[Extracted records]
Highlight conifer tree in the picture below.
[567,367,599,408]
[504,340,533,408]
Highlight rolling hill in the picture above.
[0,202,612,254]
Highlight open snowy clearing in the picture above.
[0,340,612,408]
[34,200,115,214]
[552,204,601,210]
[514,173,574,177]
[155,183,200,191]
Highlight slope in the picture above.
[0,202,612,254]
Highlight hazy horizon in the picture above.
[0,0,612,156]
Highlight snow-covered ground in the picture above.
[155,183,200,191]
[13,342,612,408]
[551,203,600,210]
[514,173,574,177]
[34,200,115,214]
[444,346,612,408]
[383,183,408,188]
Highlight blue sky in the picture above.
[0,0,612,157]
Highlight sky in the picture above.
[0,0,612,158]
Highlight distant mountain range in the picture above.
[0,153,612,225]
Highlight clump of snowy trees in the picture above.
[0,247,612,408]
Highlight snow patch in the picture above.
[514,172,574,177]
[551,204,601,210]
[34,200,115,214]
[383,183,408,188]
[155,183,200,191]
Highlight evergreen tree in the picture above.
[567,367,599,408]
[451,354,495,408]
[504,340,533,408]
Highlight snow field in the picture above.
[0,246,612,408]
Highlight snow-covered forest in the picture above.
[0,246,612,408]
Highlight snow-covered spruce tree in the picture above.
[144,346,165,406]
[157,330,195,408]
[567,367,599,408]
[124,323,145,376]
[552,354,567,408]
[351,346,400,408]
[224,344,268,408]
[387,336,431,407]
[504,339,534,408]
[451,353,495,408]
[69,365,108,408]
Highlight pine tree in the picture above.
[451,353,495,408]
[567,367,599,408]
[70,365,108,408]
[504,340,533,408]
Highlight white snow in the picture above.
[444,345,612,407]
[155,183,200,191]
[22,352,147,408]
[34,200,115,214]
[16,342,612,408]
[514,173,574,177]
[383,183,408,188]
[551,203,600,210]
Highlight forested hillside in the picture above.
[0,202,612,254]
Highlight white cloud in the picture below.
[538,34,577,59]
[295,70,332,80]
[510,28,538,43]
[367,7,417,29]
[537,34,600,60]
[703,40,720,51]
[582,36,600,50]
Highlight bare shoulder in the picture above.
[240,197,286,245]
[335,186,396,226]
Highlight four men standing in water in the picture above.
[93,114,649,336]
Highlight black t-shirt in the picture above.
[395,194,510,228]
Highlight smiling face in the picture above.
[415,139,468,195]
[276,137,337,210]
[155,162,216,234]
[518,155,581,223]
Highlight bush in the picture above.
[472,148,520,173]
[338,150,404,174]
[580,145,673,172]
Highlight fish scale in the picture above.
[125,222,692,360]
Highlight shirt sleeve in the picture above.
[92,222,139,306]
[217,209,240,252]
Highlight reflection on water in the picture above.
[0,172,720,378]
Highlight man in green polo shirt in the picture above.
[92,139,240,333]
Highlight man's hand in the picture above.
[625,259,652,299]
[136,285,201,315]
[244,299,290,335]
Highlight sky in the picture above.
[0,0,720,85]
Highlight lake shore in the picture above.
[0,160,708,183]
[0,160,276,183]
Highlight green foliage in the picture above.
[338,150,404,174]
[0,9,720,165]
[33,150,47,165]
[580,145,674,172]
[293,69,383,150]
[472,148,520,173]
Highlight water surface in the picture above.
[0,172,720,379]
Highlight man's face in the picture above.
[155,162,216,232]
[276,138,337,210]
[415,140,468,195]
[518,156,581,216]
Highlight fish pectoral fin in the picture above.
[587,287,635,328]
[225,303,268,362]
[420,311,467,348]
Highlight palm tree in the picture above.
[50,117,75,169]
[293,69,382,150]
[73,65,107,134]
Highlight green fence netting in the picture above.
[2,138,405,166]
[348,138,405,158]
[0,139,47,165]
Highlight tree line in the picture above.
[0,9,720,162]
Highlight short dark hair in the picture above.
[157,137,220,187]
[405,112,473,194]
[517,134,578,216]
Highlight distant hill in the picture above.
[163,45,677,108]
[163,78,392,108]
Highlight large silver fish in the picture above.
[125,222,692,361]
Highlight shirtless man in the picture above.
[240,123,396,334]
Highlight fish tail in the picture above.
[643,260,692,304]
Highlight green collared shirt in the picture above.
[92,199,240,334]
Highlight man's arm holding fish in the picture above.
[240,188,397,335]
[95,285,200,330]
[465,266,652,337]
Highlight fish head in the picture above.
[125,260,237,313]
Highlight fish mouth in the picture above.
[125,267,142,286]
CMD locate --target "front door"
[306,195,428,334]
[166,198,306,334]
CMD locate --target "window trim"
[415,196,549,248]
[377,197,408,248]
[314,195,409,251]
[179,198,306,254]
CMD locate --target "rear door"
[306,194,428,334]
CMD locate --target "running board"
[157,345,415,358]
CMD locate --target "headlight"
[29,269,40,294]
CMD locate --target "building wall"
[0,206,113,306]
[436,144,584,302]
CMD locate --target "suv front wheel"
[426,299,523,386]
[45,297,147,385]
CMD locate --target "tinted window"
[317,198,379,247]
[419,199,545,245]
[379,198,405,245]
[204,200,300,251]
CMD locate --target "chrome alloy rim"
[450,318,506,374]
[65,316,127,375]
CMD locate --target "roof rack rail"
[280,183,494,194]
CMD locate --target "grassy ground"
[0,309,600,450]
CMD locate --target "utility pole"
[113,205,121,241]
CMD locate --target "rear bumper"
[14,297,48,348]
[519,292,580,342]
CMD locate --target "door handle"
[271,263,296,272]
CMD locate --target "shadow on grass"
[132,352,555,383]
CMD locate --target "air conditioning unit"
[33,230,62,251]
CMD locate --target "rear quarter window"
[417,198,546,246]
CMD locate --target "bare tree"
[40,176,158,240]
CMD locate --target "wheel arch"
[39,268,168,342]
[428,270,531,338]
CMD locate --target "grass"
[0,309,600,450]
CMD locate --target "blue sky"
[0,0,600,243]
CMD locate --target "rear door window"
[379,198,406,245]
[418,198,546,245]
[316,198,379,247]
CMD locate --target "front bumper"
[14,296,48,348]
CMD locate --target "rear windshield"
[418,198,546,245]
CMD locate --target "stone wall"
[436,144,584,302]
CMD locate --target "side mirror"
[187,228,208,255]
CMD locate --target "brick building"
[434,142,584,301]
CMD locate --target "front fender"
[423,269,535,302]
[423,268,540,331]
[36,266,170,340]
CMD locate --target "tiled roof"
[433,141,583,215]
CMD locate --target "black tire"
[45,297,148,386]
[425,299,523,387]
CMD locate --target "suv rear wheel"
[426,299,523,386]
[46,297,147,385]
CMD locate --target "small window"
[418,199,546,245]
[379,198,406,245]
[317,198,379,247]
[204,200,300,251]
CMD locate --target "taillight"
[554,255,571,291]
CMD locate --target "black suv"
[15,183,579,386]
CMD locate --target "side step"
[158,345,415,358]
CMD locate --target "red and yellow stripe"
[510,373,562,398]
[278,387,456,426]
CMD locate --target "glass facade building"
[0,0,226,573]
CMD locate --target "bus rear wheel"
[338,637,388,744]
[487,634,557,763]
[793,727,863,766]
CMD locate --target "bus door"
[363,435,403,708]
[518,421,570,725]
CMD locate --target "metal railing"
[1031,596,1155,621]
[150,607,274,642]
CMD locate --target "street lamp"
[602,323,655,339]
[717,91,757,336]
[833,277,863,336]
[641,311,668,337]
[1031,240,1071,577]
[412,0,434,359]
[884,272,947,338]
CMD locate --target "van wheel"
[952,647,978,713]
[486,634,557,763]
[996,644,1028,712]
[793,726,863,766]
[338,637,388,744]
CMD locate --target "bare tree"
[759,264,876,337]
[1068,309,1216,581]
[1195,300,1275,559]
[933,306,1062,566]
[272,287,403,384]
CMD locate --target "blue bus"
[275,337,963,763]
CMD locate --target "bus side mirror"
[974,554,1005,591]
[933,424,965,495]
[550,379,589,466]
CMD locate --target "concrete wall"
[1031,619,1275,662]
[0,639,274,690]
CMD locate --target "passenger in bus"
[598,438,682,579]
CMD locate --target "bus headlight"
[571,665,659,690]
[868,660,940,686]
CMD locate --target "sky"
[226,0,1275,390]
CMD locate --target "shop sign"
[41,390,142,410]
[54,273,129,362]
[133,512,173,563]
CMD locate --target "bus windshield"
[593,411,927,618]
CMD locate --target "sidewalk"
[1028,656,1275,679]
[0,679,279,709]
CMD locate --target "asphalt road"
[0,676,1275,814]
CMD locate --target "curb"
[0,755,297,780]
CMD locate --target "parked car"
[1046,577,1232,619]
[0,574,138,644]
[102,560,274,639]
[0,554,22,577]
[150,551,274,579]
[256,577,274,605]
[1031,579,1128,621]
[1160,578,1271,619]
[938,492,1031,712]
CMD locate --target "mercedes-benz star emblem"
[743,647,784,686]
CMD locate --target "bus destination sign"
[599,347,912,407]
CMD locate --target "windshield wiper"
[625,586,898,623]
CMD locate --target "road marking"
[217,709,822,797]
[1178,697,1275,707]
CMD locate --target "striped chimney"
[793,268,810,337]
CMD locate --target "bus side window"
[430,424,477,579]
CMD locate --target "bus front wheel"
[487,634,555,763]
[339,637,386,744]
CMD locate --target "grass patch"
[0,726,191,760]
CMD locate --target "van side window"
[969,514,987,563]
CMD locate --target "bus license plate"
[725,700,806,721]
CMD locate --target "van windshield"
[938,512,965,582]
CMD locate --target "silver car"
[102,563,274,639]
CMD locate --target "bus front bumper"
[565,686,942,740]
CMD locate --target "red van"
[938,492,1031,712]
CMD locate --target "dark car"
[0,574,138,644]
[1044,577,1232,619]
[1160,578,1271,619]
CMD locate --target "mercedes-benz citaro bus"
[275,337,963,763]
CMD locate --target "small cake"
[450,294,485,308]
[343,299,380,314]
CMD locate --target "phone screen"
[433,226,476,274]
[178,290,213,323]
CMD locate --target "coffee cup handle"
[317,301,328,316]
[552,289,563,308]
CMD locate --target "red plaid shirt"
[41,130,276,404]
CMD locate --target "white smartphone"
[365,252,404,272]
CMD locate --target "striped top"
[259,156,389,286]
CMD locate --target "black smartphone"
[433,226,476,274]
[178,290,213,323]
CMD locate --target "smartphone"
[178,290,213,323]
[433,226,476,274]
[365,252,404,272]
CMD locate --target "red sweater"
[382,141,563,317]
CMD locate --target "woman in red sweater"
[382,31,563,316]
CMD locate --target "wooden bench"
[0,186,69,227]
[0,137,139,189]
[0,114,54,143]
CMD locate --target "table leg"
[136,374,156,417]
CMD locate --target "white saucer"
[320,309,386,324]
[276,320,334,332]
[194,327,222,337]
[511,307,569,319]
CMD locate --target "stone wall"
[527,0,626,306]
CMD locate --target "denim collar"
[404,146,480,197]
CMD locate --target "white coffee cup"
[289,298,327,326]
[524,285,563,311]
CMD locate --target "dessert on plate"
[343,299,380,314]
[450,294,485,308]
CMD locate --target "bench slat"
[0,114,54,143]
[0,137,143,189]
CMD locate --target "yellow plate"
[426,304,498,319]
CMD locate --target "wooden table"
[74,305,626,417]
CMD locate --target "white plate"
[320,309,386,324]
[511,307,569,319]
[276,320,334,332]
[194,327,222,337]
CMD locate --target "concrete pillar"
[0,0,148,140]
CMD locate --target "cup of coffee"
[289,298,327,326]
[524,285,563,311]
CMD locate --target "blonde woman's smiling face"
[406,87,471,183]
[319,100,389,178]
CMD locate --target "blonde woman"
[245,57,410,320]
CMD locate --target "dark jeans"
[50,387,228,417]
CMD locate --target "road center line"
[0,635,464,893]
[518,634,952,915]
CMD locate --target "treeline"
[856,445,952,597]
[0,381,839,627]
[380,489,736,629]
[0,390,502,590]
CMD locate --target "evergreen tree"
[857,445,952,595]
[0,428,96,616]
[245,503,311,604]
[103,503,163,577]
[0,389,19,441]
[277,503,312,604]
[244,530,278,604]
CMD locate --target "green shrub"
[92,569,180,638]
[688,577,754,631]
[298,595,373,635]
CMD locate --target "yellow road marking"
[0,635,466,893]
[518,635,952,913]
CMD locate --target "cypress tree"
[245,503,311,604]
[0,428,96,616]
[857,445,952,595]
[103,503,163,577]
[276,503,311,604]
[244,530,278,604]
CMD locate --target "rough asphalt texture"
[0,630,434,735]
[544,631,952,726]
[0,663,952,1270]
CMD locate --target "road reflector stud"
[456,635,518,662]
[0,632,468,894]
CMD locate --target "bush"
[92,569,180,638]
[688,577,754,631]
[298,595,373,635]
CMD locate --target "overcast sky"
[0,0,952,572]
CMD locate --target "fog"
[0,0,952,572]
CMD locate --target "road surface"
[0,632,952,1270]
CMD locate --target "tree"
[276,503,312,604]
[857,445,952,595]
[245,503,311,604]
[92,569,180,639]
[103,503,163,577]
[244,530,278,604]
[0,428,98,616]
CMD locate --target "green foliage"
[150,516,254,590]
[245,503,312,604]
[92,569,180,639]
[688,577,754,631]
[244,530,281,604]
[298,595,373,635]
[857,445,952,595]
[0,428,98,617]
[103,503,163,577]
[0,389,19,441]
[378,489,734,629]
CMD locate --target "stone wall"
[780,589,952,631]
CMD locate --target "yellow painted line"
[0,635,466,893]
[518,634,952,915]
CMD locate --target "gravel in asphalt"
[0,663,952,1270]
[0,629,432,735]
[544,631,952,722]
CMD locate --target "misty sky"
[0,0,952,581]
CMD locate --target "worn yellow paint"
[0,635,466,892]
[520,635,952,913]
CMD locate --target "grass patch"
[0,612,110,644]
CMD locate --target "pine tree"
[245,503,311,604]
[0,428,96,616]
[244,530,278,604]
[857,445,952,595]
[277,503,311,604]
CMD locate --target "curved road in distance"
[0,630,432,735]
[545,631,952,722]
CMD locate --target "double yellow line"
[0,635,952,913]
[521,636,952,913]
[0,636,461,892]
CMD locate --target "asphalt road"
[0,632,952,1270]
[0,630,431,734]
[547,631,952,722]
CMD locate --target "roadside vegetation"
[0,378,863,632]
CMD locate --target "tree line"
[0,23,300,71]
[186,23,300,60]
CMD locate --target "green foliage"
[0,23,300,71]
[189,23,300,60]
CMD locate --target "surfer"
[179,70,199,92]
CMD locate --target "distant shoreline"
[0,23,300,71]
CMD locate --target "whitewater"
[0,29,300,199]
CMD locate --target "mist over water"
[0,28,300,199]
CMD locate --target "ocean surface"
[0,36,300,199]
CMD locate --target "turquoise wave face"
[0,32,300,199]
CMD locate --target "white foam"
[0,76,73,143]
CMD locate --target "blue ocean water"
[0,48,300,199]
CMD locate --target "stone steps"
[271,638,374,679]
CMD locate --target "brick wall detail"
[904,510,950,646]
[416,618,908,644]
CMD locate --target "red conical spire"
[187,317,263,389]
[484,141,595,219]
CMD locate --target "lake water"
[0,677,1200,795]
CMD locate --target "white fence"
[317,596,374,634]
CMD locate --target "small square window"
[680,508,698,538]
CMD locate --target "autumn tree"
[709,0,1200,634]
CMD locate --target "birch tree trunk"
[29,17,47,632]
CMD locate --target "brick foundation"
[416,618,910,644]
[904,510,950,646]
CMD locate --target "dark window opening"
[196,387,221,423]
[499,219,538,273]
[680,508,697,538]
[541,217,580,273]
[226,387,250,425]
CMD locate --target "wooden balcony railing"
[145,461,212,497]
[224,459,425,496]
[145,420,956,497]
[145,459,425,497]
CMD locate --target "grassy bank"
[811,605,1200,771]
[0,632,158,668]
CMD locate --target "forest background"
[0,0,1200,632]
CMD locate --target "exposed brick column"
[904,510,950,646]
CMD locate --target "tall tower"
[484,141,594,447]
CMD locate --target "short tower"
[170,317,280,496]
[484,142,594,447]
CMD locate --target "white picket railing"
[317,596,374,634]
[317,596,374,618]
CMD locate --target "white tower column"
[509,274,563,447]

Directive:
Reproduce the lines of the data above verbatim, starting with the line containing "Highlight open snowy" and continuing through the line containing "[0,0,612,156]", with both of those lines included.

Final answer:
Highlight open snowy clearing in the picture above.
[0,340,612,408]
[34,200,115,214]
[552,204,601,210]
[514,173,574,177]
[155,183,200,191]
Highlight slope in the picture above.
[0,202,612,254]
Highlight hazy horizon in the picture above.
[0,0,612,156]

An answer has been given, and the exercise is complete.